* **Work to complete**:
Set down, exactly as written, the lines from the top of the data to the line that holds "Target: wooden pallet walkway", and omit the pictures.

* **Data to process**:
[Start of section]
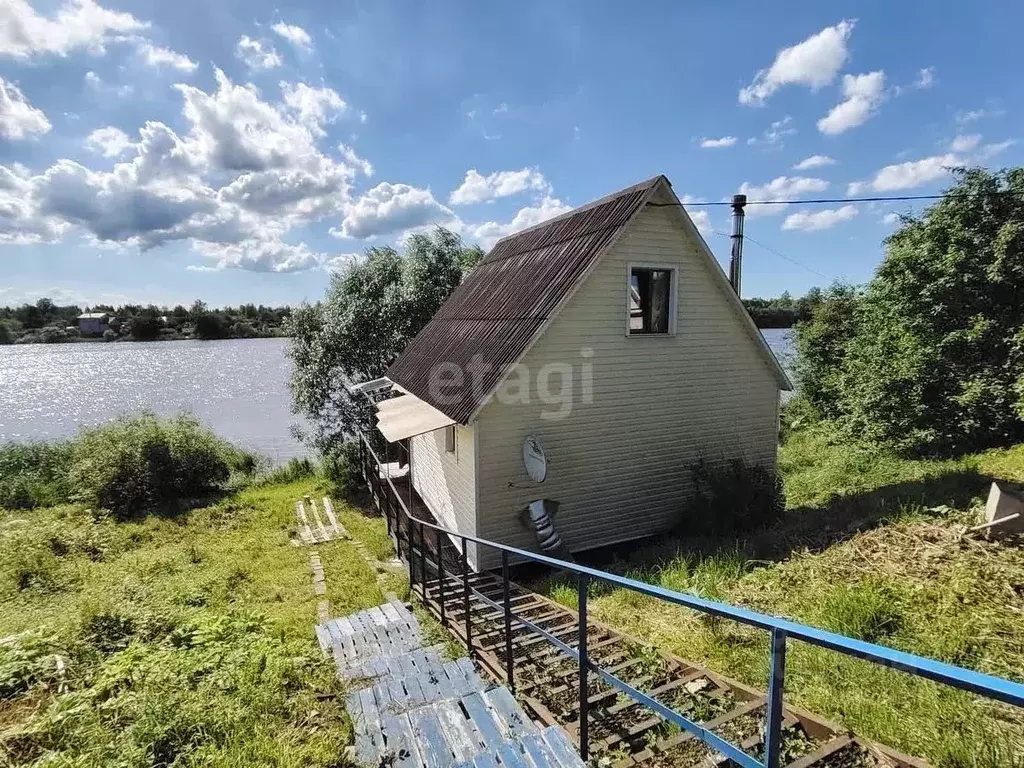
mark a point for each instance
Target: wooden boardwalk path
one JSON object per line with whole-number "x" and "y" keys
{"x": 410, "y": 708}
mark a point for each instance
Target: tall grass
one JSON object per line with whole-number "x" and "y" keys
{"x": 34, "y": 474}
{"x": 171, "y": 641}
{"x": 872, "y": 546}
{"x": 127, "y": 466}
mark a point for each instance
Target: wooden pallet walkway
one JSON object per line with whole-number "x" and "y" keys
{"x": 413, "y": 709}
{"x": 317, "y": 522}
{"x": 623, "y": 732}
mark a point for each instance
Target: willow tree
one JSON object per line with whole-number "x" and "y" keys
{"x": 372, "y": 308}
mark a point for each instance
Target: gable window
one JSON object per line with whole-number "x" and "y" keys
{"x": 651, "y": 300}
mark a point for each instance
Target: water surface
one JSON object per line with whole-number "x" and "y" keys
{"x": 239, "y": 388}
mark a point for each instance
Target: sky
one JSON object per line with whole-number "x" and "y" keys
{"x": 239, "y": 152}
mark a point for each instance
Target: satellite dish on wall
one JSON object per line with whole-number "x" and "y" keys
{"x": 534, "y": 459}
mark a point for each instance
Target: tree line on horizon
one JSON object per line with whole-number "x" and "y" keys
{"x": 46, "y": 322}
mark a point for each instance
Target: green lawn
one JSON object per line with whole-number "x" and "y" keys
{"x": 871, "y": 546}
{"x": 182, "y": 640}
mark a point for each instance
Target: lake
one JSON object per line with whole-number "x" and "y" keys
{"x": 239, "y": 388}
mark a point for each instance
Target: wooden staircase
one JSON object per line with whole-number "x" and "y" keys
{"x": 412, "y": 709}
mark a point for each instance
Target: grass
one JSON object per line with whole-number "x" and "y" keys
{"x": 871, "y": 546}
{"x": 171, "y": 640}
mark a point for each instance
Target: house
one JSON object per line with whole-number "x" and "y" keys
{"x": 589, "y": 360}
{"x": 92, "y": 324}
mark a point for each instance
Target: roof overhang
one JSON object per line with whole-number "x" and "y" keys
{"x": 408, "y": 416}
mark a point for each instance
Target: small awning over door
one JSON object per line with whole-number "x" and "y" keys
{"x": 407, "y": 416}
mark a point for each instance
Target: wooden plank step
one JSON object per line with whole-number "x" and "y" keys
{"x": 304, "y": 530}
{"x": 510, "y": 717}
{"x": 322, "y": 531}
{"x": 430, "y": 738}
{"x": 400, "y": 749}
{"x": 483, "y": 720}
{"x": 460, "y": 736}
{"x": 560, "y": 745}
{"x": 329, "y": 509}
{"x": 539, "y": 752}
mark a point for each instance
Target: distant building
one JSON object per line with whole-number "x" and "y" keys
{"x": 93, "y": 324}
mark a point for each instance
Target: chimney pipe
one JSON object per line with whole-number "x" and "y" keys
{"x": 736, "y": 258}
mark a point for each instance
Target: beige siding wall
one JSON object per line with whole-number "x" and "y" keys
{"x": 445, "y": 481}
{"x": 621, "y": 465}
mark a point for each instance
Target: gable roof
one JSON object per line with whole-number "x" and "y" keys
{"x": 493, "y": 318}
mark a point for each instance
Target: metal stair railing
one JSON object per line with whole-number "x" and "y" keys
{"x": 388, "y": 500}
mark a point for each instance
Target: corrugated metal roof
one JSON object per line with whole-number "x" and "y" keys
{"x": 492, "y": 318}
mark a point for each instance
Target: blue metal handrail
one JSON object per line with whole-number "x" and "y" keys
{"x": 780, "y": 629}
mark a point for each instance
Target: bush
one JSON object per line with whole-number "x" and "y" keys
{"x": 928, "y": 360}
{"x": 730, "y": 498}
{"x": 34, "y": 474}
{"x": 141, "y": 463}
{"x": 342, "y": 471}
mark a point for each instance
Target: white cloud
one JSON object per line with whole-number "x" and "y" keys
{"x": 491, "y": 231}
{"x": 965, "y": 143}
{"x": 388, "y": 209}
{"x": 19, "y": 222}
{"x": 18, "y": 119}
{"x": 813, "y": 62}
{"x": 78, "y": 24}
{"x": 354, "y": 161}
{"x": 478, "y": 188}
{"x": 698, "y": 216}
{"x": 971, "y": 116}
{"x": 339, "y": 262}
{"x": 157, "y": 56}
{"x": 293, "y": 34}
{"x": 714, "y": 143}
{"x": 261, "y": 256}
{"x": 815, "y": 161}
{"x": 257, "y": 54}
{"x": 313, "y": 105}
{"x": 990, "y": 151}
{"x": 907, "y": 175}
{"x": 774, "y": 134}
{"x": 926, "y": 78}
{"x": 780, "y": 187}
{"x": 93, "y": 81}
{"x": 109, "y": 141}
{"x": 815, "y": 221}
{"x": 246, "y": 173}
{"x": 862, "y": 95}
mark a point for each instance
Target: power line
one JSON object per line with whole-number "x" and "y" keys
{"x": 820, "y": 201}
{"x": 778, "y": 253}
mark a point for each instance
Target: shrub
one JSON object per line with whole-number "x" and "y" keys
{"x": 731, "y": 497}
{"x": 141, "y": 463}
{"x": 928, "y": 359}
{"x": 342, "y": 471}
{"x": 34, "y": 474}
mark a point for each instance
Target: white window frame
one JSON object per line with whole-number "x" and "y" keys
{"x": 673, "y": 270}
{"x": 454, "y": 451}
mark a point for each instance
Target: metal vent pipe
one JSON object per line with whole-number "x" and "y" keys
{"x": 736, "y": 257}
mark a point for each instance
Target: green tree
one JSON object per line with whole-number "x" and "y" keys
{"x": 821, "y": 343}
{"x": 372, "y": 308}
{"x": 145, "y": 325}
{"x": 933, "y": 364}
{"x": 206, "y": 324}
[End of section]
* **Answer section**:
mark a point for each instance
Target: wooden boardwalk path
one JSON object per line with whole-number "x" and "y" keys
{"x": 410, "y": 708}
mark a point for each instance
Target: tall grass
one JSON object per line with whole-number "x" and "y" keys
{"x": 34, "y": 474}
{"x": 171, "y": 641}
{"x": 872, "y": 546}
{"x": 127, "y": 466}
mark a point for each instance
Target: wooden pallet walkway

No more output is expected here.